◆ Page text:
· · · · · · ·
# Snow/Mud/Sand tracks



## pippin (Nov 15, 2007)

I have ordered a couple of these:

http://www.care4car.com/productdisplay/productid/351/Car_Snow_Tracks_Plastic_Traction_Skids.html

Anybody used them?

We already have the Fiamma version:

http://www.thefiammacentre.co.uk/magento/shop/fiamma-grip-system-for-levelling-systems.html

They are quite flimsy but they have got us out of a few tricky situations.
We generally use them under the front (driving) wheels when parking up on any dodgy surfaces.

The Streetwize ones look to be more substantial.


----------



## simbadog (Jul 12, 2011)

How long are they :?:


----------



## pippin (Nov 15, 2007)

Couple of feet or so.


----------



## harveystc (Sep 20, 2008)

*mud/snow and sand tracks*

Hi, I spend most weekends in a field,we have tried the plastic tracks that you have ,and we found they are not as good as they could be,a little bit more money, and buy GRIP TRACKS they are on ebay and they will gey you out of anywhere,hope this helps .regards Happypre65. :lol:


----------



## pippin (Nov 15, 2007)

They arrived this morning, as a pair.

60cm Overall length 2 feet.
18 cm Width 7 inches.
1.25cm Thickness ½ inch

They are in three pieces linked together with steel hinges.

One piece is half the length, the next is about 2/3 of that and the final bit makes up the rest and is chamfered towards the end to enable it to be pushed under the tyre more easily.

They are suitable for vehicles up to 3.5 Tonnes - allegedly!

They are quite sturdy.

They pack up into a box 1'x8"x2.5" - very easy to store.
· · · · · · ·
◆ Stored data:

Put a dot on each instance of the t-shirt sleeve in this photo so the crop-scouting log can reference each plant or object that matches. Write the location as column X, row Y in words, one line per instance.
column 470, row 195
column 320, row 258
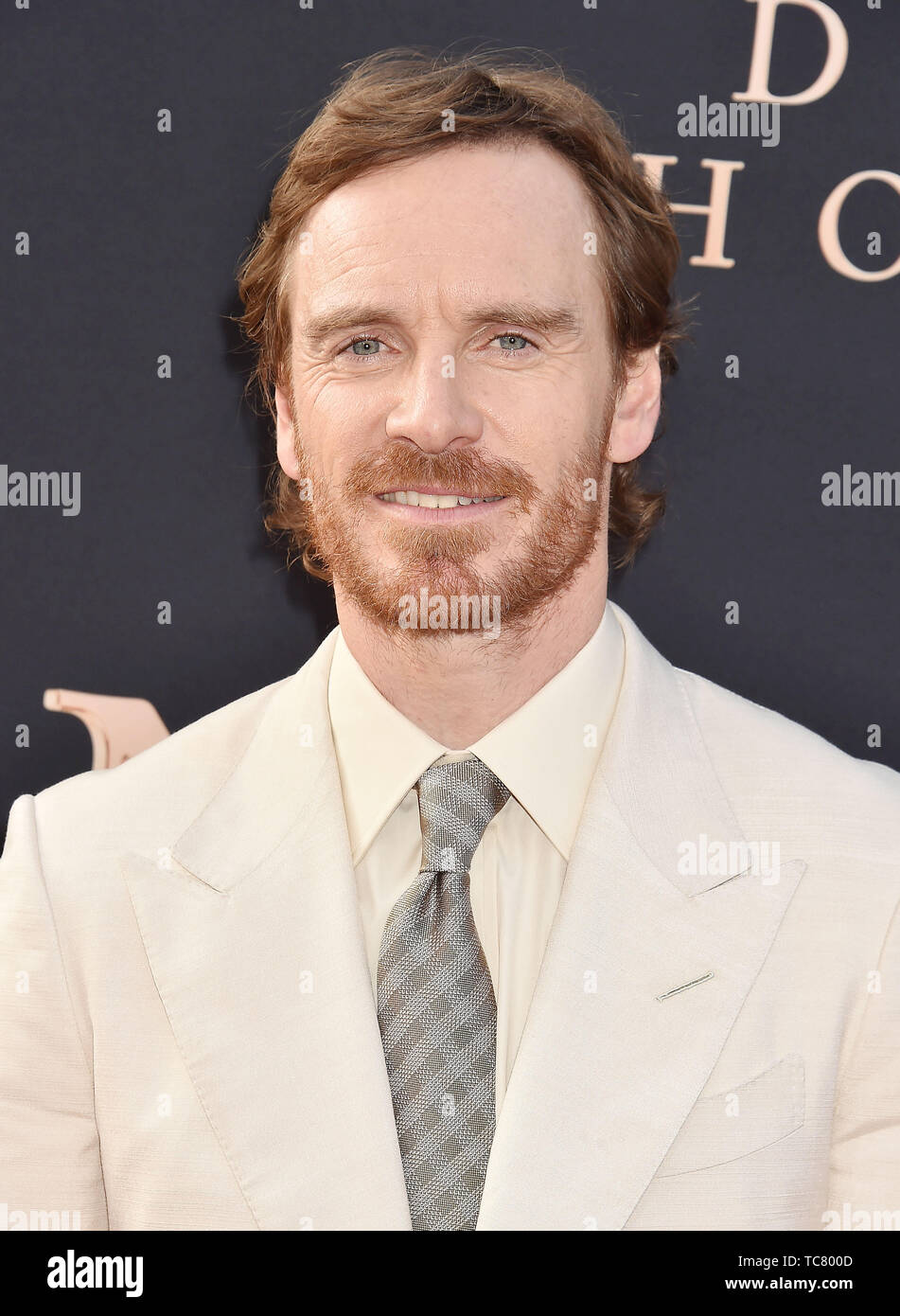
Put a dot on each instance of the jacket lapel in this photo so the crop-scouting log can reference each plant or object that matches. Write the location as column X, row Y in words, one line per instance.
column 607, row 1072
column 256, row 944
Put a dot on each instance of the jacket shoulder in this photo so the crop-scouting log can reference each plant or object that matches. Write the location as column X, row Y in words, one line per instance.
column 775, row 763
column 165, row 785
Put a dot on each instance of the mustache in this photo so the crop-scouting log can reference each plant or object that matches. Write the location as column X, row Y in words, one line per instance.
column 400, row 468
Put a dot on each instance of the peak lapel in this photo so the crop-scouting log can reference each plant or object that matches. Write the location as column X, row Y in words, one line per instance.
column 607, row 1072
column 256, row 944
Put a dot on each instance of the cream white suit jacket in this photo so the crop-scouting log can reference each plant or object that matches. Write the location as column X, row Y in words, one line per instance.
column 188, row 1036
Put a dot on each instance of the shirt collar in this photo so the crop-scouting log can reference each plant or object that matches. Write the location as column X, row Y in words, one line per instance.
column 545, row 753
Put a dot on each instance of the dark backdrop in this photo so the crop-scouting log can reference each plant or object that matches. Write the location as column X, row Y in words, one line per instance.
column 134, row 237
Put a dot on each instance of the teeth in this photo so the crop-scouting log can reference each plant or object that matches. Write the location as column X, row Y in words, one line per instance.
column 410, row 498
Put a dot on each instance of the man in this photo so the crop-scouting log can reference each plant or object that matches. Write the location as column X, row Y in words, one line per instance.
column 487, row 916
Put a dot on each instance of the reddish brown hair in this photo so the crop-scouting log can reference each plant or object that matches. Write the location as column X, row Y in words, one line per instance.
column 391, row 107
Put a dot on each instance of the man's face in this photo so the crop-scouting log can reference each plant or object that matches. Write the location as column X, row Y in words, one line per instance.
column 482, row 368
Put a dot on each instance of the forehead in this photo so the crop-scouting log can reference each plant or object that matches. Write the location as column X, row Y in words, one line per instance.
column 461, row 218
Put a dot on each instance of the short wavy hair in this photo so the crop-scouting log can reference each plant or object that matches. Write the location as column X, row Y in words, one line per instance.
column 391, row 107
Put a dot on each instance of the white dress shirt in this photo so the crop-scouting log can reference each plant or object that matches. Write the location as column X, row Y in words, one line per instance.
column 545, row 753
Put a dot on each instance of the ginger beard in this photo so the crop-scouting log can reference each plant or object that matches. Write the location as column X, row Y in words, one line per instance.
column 560, row 536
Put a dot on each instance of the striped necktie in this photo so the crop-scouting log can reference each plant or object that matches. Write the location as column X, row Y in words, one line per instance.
column 435, row 1005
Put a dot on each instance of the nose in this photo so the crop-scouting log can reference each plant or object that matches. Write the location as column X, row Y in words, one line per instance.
column 434, row 412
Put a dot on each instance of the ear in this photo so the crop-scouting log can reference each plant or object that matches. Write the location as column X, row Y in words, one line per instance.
column 287, row 453
column 639, row 408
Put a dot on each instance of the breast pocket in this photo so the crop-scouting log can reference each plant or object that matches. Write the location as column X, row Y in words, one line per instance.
column 744, row 1119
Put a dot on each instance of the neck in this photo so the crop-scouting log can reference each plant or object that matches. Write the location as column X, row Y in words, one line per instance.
column 461, row 685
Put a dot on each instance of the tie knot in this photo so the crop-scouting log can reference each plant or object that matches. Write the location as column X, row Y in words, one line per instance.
column 455, row 803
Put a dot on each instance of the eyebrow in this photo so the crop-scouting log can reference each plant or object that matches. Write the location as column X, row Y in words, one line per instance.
column 543, row 319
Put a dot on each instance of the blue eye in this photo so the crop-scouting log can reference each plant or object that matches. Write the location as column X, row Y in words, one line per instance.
column 364, row 343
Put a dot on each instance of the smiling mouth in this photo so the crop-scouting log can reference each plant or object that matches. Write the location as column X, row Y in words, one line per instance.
column 415, row 498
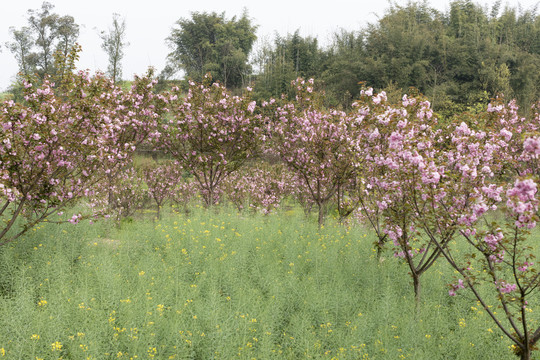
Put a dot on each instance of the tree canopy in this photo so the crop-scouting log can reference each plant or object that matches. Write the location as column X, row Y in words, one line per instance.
column 211, row 43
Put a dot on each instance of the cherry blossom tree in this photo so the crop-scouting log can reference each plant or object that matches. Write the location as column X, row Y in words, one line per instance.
column 211, row 134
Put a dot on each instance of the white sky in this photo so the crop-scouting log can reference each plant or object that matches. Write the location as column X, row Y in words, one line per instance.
column 150, row 22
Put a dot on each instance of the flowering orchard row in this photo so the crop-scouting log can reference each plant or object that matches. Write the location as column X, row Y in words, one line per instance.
column 420, row 186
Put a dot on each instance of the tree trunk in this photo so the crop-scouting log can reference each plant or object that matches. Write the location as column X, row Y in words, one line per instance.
column 321, row 214
column 417, row 288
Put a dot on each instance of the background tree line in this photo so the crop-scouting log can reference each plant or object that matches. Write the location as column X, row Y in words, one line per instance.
column 459, row 58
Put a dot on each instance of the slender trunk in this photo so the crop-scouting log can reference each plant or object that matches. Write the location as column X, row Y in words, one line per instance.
column 380, row 244
column 321, row 214
column 417, row 288
column 526, row 353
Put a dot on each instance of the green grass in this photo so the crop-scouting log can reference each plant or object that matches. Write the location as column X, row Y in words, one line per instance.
column 227, row 286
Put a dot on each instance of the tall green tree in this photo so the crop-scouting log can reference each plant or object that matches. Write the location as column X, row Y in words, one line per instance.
column 209, row 42
column 34, row 45
column 113, row 43
column 288, row 58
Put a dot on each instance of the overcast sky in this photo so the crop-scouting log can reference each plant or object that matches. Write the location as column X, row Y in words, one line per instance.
column 150, row 22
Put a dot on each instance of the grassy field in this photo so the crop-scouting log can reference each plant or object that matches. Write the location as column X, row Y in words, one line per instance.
column 218, row 285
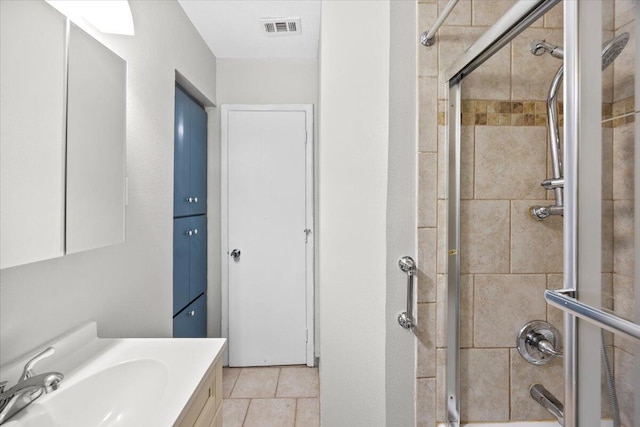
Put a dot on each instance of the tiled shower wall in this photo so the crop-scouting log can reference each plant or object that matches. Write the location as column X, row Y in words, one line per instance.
column 624, row 113
column 507, row 257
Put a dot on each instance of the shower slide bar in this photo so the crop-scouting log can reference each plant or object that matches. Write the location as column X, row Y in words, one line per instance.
column 428, row 38
column 600, row 318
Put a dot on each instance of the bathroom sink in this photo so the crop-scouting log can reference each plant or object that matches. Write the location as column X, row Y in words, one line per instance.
column 127, row 382
column 121, row 396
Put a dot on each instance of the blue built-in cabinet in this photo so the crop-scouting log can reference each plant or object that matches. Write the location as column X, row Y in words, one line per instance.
column 189, row 259
column 189, row 218
column 190, row 158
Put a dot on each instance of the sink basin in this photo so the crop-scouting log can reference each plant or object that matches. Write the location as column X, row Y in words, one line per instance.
column 115, row 399
column 118, row 382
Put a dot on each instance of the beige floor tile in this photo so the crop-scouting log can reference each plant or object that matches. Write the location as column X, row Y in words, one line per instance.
column 308, row 412
column 503, row 304
column 271, row 413
column 229, row 378
column 298, row 382
column 256, row 383
column 234, row 411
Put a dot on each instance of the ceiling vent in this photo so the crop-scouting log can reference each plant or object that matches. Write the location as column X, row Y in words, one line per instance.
column 281, row 26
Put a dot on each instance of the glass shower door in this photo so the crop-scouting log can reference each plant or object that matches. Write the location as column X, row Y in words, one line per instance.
column 601, row 299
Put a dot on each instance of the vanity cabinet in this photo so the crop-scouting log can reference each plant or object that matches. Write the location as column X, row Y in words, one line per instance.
column 62, row 138
column 205, row 405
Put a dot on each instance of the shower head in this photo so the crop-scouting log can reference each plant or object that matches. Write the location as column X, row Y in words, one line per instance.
column 613, row 48
column 610, row 50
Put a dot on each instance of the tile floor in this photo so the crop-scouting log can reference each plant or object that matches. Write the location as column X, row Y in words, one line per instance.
column 271, row 397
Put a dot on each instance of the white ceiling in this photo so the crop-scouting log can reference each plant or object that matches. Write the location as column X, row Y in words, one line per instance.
column 232, row 28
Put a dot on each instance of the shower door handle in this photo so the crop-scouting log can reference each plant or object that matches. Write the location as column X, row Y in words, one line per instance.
column 408, row 265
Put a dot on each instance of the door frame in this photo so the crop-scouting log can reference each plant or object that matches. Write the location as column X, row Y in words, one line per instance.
column 309, row 217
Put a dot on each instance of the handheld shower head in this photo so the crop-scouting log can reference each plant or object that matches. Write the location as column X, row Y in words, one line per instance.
column 610, row 50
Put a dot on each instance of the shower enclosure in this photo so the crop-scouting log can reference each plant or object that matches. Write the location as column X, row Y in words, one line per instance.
column 577, row 269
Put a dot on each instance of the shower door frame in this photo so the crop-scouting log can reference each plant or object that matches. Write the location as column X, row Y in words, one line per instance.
column 513, row 22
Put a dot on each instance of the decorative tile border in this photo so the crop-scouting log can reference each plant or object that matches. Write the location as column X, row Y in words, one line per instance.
column 530, row 113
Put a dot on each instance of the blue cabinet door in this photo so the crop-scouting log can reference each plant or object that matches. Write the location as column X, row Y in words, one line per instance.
column 198, row 256
column 181, row 267
column 182, row 154
column 198, row 155
column 192, row 321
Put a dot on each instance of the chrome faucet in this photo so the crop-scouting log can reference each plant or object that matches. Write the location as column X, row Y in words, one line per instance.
column 28, row 388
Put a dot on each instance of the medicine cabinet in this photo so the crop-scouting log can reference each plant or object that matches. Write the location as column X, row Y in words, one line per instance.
column 62, row 137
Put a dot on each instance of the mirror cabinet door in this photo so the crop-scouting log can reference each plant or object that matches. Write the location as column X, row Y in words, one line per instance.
column 32, row 117
column 96, row 131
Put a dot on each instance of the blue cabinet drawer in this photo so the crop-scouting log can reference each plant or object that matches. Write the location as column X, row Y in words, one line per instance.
column 192, row 321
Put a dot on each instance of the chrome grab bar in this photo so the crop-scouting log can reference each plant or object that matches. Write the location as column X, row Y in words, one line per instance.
column 601, row 318
column 408, row 265
column 428, row 37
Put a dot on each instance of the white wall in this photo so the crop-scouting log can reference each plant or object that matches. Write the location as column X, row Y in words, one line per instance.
column 127, row 288
column 262, row 81
column 401, row 212
column 354, row 139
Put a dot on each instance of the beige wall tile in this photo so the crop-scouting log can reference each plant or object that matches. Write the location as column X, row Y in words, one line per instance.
column 307, row 412
column 466, row 311
column 427, row 56
column 234, row 411
column 503, row 303
column 426, row 402
column 536, row 246
column 484, row 388
column 624, row 377
column 608, row 15
column 427, row 190
column 298, row 382
column 623, row 250
column 607, row 236
column 487, row 12
column 492, row 80
column 607, row 164
column 624, row 12
column 510, row 162
column 623, row 159
column 554, row 18
column 452, row 41
column 460, row 15
column 271, row 413
column 624, row 66
column 532, row 74
column 442, row 237
column 441, row 360
column 484, row 236
column 523, row 376
column 425, row 332
column 466, row 162
column 428, row 115
column 427, row 260
column 555, row 316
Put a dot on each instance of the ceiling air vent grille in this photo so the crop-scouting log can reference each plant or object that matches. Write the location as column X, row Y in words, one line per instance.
column 281, row 26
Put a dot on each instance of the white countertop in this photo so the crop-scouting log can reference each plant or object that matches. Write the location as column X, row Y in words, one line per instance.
column 116, row 382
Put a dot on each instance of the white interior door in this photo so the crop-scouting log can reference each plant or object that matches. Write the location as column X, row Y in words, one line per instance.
column 266, row 223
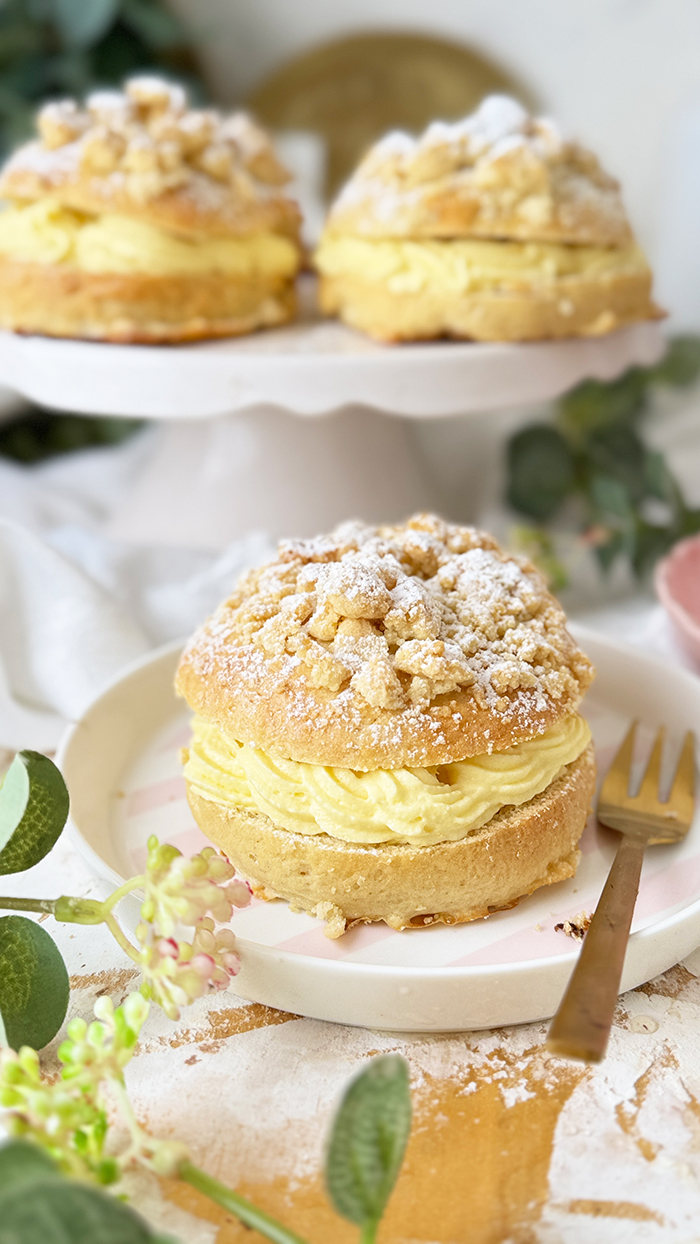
· · · · · · ·
◆ Written instruction: Pick up the forum thread on snow, mud and sand traction tracks after its last post and continue it.

◆ Written reply:
When I find a patch of wet grass, mud or some deep snow I will report back on their efficacy.


----------



## rogerblack (May 1, 2005)

We found the yellow Fiamma ones too flexible effectively to prevent sinking when parked up on soft ground. Monster Mats are much more robust and also work well with Fiamma Jumbo ramps when required:

http://www.vancomfort.co.uk/monstermat.htm

As for getting stuck in mud/snow etc, that's now a thing of the past for us since we fitted TOYO H09 tyres :wink:


----------



## rosalan (Aug 24, 2009)

I have the Fiamma mats - More useful as a table decoration than anything else.
There is not enough grip on either side to be of any practical use.
Last weekend they failed in mud, then after being towed off by a tractor, they failed on damp (but firm) grass.

I found that if I did not put a peg through the holes provided, it was possible to make them fly nicely for a short distance.

When wet my tyre would slip/spin on them or they would simple slide from beneath the wheels. The gripper pattern was so shallow I can only imagine them to be effective on sand.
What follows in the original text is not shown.